GOAL
Copy every line of the listing below verbatim.

(Pointing records)
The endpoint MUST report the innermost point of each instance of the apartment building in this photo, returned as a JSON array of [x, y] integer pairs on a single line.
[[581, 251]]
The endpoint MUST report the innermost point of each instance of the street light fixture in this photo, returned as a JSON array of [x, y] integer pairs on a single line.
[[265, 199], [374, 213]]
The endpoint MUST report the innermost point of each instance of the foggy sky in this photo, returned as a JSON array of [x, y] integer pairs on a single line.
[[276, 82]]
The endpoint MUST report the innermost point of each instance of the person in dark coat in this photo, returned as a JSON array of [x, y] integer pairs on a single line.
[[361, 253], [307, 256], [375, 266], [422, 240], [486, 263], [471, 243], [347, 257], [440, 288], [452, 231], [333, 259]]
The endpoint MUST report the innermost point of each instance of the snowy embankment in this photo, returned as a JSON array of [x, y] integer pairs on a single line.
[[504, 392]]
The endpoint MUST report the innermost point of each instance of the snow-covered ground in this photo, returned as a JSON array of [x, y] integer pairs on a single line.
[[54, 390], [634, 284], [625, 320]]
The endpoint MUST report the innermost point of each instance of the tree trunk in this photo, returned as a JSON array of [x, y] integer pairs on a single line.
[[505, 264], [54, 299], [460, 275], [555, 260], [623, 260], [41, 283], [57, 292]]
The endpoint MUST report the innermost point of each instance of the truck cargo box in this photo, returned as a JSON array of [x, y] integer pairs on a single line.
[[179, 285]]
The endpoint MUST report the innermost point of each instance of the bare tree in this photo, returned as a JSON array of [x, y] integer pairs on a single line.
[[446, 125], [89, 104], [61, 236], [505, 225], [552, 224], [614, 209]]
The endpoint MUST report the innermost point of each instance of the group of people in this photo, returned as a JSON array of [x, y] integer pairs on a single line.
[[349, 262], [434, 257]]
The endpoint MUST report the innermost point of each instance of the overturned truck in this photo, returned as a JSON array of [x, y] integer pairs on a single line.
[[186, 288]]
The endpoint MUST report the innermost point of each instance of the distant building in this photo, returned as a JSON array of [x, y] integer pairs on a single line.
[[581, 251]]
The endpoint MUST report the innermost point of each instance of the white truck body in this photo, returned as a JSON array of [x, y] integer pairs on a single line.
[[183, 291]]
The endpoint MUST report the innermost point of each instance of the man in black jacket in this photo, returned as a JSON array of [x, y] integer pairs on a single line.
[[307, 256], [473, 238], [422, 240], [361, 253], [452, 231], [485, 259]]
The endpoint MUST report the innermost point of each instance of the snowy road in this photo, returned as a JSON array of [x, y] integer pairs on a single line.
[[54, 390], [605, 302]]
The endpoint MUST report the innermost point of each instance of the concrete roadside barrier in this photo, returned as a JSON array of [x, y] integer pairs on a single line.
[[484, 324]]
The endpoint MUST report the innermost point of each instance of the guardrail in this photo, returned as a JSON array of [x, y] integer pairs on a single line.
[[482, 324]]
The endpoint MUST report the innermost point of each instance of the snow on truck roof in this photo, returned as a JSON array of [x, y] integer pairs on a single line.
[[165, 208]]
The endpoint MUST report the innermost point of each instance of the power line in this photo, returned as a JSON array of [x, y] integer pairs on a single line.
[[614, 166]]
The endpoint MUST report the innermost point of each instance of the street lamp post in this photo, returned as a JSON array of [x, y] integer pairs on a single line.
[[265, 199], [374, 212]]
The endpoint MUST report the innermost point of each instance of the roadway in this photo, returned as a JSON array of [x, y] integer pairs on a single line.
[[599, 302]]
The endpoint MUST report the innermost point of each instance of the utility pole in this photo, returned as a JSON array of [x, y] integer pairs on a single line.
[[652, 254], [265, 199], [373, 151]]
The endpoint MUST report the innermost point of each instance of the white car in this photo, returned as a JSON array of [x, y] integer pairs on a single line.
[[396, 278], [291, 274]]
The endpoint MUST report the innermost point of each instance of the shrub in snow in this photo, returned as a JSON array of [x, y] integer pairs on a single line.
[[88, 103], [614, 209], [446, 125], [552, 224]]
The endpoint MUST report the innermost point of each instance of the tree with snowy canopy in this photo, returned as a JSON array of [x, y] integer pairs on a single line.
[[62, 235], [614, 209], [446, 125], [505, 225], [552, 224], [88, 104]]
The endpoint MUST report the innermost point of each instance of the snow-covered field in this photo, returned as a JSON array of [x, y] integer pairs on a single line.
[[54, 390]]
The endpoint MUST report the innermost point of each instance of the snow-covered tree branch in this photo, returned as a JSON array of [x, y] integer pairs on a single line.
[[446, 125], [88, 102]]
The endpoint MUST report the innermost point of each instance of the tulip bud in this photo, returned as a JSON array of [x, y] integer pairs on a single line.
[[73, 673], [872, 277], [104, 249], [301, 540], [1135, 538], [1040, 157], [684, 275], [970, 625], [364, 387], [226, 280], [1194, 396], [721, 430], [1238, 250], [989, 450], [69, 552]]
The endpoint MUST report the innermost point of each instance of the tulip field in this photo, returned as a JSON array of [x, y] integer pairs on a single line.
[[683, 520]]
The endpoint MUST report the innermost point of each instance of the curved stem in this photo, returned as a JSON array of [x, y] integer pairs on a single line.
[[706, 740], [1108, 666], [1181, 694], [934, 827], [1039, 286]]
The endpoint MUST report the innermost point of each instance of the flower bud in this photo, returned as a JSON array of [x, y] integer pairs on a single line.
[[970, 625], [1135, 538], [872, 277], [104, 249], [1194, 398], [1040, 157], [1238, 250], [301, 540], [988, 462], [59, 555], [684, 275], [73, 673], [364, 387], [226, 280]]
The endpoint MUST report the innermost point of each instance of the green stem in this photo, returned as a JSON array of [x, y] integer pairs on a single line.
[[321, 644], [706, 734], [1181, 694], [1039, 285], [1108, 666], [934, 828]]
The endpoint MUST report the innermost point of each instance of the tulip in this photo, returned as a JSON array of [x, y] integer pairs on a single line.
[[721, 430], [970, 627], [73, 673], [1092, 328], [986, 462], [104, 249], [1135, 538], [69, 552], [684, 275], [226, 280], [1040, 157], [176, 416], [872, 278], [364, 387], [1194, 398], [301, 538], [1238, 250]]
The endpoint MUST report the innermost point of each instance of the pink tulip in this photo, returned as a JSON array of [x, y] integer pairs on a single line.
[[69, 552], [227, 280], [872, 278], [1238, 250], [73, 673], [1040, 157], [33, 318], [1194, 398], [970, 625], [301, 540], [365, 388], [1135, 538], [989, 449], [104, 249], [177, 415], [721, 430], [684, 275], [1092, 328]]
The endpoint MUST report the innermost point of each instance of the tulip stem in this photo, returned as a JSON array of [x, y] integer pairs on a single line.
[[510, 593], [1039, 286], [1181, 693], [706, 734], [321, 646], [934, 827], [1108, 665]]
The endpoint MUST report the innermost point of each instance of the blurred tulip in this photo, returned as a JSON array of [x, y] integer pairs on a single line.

SOLUTION BELOW
The endpoint MUST report the innermost point of each instance of the apartment building in this photo, returned as a JSON array of [x, y] integer pairs on a single line.
[[581, 251]]
The endpoint MUST report the innermost point of each instance of the street light fixture in this photo, returned as a JSON array of [x, y] integer pairs on a single line.
[[265, 199], [374, 213]]
The endpoint MUST report the innermost point of each instance of the foggy sky in this photo, returned as a JSON array of [x, y] integer pairs on a single line.
[[276, 82]]
The endpoint MUST report the innermost point of each instance of the person in dark coat in this photo, returned as a JSON array of [x, y] integer pairs on a single line.
[[361, 253], [307, 256], [375, 266], [422, 240], [486, 263], [471, 243], [347, 257], [440, 288], [452, 231], [333, 259]]
The endpoint MUST report the innermost point of each instance of the snowy embankment in this photo, returned as a JSON array of [x, y] integer pairs on a single line.
[[504, 392]]
The endpoint MUST report the innermost point of each instance of the snow-covered ground in this photo, returned as a JSON array of [x, y] integer pairs on a single line.
[[54, 390], [634, 284], [625, 320]]
The endpoint MUST report the innermost point of each instance of the tree trunk in this photo, returned as a JSON array of [x, y] integer pairs on a single line.
[[505, 264], [54, 299], [460, 275], [555, 260], [623, 260], [41, 283], [57, 292]]
The endpoint MUST report the innermost point of each instance of the truck cargo box in this photo, returned as a JSON array of [x, y] integer pairs on a single line.
[[179, 285]]
The endpoint MUST report the innermost point of each instance of the bare tree in this photo, returned as a JSON array of [x, y] integer pairs on a single line.
[[446, 125], [89, 104], [61, 236], [505, 225], [552, 224], [614, 209]]
The endpoint MUST report the innermost point of each instance of the group of people in this photo, returned as a JSON array of [x, y] integer pairs on a single line.
[[349, 262], [434, 257]]
The endpoint MUST report the innermost point of each instance of the overturned truck in this photo, returned as a JSON array of [x, y] integer pairs on a single line.
[[186, 288]]
The endpoint MUST report the innermost point of each instance of the distant building in this photo, returned as a JSON array of [x, y] integer pairs on a single line.
[[581, 251]]
The endpoint MUST report the innermost point of each instance of the white truck body in this photo, returned as a JSON array of [x, y] integer pairs on a single line.
[[183, 291]]
The endpoint MUST report the innermost point of each instance of the man in black jacket in this photo, returned as a JSON array of [x, y] integer pairs on a single line.
[[307, 256], [473, 238], [422, 240], [361, 253], [452, 231], [485, 259]]
The endpoint MUST report the innermost point of each instance of the snowy road in this photo, returned as a JSON array of [x, y] integer pairs on a single line.
[[54, 390], [605, 302]]
The endpoint MUST report the innermost point of each instance of the concrete roadside barrier in this photo, returned as a JSON array of [x, y] integer pairs on a single line.
[[484, 324]]
The endpoint MUST report the innermost point of each instance of the guardrail in this photo, returned as a JSON array of [x, y] integer pairs on a single line.
[[482, 324]]
The endpoint MUST report the innermost point of each instance of the snow on truck roof in this photo, returned as a JSON array of [x, y] integer pairs on a single line.
[[165, 208]]
The endpoint MUST report the innermost point of each instance of the power line in this photo, returned as a JSON array of [x, y] integer pairs on a single line.
[[614, 166]]
The endpoint MUST report the innermost point of each instance of the street lamp post in this photo, returned as a JSON array of [x, y] integer pairs on a single line.
[[265, 199], [374, 212]]
The endpoint MUST report the innermost point of each instance of the roadway in this photo, returned as a JSON array of [x, y] integer pairs on a single line.
[[599, 302]]
The endpoint MUST report the innermost point of each instance of the utility pole in this photo, returned as a JSON array of [x, y] integer pairs on a single line.
[[652, 254], [265, 199], [373, 151]]
The endpoint MUST report the innermost point of each instance of the white car in this photo, returned as a JSON array of [x, y] integer pairs on a single line.
[[396, 278], [291, 274]]
The endpoint MUST report the innermost point of each instance of the shrub in snow in this photo, returned as a JSON array of [x, y] integer pairs on a single line.
[[88, 103], [614, 209], [446, 125], [552, 224]]
The endpoint MUST report the innermost point of each instance of the tree with snowy canopy in this photo, returned as a JSON array of [x, y] integer pairs on a single line.
[[62, 235], [614, 209], [446, 125], [505, 225], [552, 224], [88, 104]]
The endpoint MUST report the innermost point of each instance of the snow-covered field in this photo, returned as a JSON array of [x, y] integer pairs on a single line.
[[54, 390]]
The endpoint MUST report the innermost point of each instance of the snow-covered tree branch in this photo, returned as a JSON array of [x, y] integer pairs on a single line.
[[446, 125], [88, 102]]
The endpoint MUST report the innermost point of each instance of the tulip bud in this photo, returned as a JSON array of [x, y] integer pairs on a single line.
[[73, 673], [872, 277], [104, 249], [301, 540], [1135, 538], [1040, 157], [684, 275], [970, 625], [364, 387], [226, 280], [1194, 396], [721, 430], [1238, 250], [989, 450], [69, 552]]
The endpoint MUST report the innermost point of each instance of the tulip field in this photo, returned as a JSON array of [x, y] integer pairs on a single line.
[[683, 520]]
The endpoint MUST report the innermost point of each instance of the curved stem in this photo, returned as a JSON array of [x, y] integer pairs on a single line.
[[706, 740], [1108, 666], [1181, 694], [934, 827], [1039, 286]]
The endpoint MUST report the innermost point of each instance of the flower bud in this photo, returned as a JSON array of [x, y] integer pairs on a single line.
[[970, 625], [1135, 538], [872, 277], [104, 249], [1194, 398], [1040, 157], [1238, 250], [301, 540], [988, 462], [59, 555], [684, 275], [73, 673], [364, 387], [226, 280]]
The endpoint MUST report the innermost point of each instance of the green stem in this photo, returned as a JSON array of [x, y] integer pairs on a single line.
[[321, 644], [706, 734], [1181, 694], [1039, 285], [1108, 666], [934, 828]]
The endpoint MUST report the innermost point of each instance of the tulip in this photo, returned as a JSON array of [x, y] integer pairs on a single line.
[[721, 430], [970, 627], [73, 673], [1092, 328], [986, 462], [104, 249], [1135, 538], [69, 552], [684, 275], [226, 280], [1040, 157], [176, 416], [872, 278], [364, 387], [1194, 398], [301, 538], [1238, 250]]
The endpoint MUST report the innermost point of each instance of the pink tulip in this photo, returned as a JSON array of [x, y] integer pairs on a single line.
[[69, 552], [227, 280], [872, 278], [1238, 250], [73, 673], [1040, 157], [33, 318], [1194, 398], [970, 625], [301, 540], [365, 388], [1135, 538], [989, 449], [104, 249], [177, 415], [721, 430], [684, 275], [1092, 328]]
The endpoint MUST report the innermost point of each instance of the tulip stem in this photo, returned as a JSON array of [x, y] integer pairs on a single line.
[[510, 593], [1039, 286], [1181, 693], [706, 734], [321, 646], [934, 827], [1108, 665]]
The endpoint MUST report the innermost point of each instance of the blurred tulip in this photo, returned as a JSON array of [x, y] integer pairs on a single line.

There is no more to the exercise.